Stored records:
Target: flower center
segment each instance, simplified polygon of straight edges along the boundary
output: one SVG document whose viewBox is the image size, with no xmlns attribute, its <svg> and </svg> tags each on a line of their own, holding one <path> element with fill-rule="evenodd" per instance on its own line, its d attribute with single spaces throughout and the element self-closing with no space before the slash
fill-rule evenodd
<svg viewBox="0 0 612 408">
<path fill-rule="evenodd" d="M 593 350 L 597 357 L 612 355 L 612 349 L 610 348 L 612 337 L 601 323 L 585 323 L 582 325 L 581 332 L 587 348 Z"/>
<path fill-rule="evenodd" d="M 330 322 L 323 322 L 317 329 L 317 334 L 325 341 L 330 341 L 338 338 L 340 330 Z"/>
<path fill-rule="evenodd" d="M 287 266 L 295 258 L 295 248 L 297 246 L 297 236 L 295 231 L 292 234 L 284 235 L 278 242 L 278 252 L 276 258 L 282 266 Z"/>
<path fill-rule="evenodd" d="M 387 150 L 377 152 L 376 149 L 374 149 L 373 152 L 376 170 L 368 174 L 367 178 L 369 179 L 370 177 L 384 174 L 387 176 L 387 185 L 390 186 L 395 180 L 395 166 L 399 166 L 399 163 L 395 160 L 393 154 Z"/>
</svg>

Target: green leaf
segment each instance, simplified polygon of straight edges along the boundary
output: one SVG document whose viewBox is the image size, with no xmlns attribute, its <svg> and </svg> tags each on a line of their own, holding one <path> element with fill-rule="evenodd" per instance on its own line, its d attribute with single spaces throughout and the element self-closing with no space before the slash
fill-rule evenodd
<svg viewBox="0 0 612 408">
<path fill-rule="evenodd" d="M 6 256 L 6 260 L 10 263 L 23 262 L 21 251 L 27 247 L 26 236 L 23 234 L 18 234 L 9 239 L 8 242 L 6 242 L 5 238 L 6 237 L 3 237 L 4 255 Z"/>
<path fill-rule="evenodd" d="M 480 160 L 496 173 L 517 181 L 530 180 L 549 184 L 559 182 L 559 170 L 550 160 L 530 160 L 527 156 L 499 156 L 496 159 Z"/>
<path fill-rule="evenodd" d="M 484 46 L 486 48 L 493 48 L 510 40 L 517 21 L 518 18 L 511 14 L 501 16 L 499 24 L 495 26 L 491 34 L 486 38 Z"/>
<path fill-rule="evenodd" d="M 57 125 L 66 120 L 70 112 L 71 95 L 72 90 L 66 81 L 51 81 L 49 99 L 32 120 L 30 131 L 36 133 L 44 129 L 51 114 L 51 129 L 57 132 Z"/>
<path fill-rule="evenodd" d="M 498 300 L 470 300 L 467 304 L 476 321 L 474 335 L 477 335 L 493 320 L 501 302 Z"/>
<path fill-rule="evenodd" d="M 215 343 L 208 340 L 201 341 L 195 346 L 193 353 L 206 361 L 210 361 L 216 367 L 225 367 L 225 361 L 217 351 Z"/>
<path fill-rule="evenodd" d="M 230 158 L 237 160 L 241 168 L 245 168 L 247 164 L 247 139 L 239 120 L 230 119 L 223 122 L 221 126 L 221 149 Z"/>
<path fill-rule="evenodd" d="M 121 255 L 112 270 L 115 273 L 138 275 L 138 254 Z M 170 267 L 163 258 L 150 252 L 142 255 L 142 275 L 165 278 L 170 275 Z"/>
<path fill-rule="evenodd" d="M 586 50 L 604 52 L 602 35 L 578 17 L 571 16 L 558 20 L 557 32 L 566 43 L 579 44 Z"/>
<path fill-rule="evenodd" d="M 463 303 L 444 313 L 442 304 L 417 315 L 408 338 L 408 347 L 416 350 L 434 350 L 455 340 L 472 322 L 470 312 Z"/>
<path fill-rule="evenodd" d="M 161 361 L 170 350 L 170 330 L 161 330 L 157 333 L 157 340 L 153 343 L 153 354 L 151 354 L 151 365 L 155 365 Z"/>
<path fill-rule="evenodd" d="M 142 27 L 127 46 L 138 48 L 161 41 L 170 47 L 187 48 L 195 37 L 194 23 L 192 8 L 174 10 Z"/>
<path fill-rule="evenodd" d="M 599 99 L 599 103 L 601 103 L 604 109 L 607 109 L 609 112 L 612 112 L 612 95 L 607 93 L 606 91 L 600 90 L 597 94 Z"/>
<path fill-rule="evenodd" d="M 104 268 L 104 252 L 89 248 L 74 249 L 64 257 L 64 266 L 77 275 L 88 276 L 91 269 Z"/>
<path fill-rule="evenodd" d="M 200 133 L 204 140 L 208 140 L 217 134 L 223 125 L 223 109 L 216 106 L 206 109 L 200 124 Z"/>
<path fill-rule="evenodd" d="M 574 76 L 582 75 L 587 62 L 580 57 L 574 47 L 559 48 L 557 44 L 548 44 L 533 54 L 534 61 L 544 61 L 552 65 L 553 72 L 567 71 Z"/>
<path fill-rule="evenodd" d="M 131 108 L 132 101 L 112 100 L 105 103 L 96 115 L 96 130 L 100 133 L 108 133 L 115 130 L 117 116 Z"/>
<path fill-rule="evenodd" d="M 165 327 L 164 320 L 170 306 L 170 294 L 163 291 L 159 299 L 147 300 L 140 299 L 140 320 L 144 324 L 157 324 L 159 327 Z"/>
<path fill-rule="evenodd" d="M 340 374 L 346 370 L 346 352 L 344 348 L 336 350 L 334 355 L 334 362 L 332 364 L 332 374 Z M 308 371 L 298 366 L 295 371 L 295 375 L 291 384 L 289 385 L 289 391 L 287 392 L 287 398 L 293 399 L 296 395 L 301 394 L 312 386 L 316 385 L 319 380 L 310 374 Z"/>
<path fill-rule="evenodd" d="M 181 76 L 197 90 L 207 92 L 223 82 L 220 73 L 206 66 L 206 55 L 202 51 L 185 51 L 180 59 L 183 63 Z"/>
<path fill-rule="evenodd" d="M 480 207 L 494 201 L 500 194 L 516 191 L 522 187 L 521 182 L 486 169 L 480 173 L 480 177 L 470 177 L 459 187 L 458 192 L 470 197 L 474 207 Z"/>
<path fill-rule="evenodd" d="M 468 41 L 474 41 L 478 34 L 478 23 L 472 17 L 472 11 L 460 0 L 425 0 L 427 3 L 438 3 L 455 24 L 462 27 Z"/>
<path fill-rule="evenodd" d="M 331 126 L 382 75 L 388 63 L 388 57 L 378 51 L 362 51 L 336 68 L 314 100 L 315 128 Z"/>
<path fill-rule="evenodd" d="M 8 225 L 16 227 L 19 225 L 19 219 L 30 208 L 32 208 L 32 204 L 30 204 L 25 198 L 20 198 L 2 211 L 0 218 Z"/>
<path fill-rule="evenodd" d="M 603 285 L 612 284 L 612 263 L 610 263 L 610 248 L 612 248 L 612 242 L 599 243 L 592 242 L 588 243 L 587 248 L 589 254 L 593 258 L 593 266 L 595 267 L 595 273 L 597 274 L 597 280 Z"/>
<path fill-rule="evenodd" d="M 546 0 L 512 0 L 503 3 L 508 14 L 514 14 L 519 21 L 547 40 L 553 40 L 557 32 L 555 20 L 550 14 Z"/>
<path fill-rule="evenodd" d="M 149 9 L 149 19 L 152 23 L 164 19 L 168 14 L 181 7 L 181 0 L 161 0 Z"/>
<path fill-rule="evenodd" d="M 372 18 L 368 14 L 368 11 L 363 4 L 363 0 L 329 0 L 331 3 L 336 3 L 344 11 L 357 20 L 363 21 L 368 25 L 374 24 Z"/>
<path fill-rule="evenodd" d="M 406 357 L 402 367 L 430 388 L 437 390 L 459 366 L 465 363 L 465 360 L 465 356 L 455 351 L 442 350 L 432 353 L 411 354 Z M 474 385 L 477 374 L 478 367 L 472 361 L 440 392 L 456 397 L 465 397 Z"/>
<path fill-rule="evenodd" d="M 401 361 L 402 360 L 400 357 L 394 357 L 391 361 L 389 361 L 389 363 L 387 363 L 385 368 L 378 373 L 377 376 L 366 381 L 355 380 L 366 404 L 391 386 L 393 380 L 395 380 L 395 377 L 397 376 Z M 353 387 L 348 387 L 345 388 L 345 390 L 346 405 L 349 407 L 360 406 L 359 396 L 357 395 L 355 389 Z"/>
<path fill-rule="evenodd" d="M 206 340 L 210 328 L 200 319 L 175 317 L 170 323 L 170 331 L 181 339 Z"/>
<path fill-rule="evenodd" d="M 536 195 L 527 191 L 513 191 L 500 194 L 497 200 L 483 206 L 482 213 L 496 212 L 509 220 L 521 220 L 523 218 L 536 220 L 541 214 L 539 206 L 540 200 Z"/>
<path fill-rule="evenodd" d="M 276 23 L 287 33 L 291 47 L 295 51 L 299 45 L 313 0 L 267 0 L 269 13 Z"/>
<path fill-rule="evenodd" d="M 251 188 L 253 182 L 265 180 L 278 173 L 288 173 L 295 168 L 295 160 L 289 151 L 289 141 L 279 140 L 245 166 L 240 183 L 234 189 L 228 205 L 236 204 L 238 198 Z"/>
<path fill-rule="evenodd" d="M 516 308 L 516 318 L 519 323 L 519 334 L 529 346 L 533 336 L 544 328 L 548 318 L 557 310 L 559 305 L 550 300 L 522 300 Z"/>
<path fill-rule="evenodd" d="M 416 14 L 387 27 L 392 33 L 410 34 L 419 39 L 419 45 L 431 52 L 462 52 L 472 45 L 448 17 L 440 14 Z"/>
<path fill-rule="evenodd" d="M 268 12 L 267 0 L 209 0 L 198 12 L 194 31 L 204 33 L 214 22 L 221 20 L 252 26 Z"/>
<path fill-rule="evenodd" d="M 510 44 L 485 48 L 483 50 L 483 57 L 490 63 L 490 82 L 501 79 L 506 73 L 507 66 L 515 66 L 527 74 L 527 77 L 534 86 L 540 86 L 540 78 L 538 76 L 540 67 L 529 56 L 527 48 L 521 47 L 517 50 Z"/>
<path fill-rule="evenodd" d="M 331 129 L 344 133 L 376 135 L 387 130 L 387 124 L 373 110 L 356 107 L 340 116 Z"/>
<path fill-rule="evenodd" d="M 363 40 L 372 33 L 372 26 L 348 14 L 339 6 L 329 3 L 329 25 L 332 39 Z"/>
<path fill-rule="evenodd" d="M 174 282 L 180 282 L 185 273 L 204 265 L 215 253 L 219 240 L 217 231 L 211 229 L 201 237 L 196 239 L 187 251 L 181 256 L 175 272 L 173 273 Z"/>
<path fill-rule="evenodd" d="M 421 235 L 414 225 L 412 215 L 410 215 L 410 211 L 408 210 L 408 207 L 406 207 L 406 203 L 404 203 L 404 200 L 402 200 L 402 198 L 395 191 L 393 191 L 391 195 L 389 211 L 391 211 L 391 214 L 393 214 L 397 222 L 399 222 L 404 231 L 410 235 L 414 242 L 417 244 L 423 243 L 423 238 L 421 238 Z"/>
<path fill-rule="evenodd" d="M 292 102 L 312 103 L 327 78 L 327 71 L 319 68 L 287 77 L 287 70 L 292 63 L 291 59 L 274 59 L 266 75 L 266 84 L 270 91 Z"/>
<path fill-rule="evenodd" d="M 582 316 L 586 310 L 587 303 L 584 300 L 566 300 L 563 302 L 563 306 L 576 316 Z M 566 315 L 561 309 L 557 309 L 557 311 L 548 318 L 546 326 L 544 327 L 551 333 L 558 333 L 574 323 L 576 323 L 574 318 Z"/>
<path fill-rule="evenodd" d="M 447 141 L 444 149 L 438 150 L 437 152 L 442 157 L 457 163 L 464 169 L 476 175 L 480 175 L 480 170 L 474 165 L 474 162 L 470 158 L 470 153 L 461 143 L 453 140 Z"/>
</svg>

# WHAT TO PRODUCE
The lines in the records above that include the word "Target" must be copied out.

# SOLUTION TO THIS TASK
Target: flower center
Target: green leaf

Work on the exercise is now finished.